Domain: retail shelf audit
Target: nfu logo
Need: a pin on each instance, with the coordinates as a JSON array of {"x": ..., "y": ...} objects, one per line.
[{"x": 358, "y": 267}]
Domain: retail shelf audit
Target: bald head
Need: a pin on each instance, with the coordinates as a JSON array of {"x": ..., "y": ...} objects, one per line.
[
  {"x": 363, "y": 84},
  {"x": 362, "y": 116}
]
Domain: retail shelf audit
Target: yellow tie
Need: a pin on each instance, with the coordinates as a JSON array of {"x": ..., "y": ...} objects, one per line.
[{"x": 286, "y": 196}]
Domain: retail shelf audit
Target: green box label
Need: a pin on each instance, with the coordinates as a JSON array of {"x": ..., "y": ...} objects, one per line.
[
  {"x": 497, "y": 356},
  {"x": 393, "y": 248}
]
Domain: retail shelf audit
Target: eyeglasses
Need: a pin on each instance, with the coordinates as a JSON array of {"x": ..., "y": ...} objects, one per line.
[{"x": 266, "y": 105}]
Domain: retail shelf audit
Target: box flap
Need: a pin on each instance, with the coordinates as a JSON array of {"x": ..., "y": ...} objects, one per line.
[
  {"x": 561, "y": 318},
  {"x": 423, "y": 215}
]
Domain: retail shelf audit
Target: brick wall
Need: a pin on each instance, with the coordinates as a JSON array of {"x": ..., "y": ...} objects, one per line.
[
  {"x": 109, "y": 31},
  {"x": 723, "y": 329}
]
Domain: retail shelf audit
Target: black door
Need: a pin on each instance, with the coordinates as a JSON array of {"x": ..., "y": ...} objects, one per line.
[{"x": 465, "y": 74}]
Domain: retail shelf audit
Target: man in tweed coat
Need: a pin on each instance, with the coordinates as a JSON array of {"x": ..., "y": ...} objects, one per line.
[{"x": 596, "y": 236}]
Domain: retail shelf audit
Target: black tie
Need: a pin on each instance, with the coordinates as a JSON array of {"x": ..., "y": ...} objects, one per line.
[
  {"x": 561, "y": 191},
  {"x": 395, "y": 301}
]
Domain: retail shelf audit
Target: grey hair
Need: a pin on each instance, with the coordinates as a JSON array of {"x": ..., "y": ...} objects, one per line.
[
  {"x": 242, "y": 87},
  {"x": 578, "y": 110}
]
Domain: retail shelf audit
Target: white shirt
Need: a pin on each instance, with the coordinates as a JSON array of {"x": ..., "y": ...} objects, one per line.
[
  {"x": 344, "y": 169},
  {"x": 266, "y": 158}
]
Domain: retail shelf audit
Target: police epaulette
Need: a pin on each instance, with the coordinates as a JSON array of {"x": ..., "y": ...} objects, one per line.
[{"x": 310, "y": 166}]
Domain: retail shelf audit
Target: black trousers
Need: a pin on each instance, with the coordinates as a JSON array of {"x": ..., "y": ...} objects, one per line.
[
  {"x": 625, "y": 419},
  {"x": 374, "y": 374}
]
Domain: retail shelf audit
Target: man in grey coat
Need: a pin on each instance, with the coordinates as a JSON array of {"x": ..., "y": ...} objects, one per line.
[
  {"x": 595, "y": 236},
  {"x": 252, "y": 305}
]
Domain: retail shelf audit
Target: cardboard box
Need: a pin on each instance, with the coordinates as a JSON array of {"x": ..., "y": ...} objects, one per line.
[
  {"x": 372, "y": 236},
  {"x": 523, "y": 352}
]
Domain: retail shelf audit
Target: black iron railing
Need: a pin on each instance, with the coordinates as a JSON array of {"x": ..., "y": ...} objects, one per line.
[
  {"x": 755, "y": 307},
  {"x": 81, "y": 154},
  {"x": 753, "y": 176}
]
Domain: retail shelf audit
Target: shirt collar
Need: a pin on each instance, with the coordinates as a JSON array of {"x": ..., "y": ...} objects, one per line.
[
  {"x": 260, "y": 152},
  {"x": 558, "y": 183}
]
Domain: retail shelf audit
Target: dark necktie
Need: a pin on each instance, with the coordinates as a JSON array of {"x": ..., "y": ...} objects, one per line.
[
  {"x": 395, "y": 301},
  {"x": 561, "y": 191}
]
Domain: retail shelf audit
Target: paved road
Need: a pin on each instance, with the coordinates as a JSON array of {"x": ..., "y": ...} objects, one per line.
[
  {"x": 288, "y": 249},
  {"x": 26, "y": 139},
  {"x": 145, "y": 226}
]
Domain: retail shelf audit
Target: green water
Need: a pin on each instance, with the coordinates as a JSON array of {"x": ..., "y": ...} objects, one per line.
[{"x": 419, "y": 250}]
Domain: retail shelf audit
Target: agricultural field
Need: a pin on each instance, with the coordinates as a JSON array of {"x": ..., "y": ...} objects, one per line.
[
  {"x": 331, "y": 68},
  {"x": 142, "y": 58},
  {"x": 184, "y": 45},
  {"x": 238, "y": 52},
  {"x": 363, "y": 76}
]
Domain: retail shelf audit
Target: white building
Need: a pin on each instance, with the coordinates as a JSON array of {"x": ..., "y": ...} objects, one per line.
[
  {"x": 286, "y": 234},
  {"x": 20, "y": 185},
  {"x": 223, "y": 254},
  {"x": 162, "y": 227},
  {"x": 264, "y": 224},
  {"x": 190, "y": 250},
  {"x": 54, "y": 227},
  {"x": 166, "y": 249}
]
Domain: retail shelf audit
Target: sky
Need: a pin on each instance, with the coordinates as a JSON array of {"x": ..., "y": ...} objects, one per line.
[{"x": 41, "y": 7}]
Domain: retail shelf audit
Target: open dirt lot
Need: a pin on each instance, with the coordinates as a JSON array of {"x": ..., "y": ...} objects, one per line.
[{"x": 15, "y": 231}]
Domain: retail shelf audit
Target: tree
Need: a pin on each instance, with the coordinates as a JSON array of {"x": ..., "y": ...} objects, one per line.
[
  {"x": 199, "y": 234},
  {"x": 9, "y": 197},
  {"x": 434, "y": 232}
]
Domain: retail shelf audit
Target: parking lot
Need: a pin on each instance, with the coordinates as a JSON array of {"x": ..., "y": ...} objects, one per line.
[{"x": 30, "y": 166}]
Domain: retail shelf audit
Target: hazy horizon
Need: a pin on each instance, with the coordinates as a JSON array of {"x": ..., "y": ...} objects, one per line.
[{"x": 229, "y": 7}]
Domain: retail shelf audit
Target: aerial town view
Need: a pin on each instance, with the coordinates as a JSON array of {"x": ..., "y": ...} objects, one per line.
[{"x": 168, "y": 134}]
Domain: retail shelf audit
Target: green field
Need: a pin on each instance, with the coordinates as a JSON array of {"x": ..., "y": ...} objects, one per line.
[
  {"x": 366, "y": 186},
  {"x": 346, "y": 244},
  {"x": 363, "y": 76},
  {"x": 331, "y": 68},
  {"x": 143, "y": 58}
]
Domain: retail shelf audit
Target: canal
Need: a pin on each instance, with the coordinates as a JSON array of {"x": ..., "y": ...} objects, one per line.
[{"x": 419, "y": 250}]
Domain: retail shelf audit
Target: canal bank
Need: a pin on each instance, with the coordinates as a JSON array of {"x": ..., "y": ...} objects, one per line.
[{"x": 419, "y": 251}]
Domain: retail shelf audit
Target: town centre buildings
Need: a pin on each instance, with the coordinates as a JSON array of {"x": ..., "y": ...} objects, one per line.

· · · ·

• Instructions to follow: Match on "white" and copy out every line of the entries that contains it.

• Task result:
Target: white shirt
Target: white building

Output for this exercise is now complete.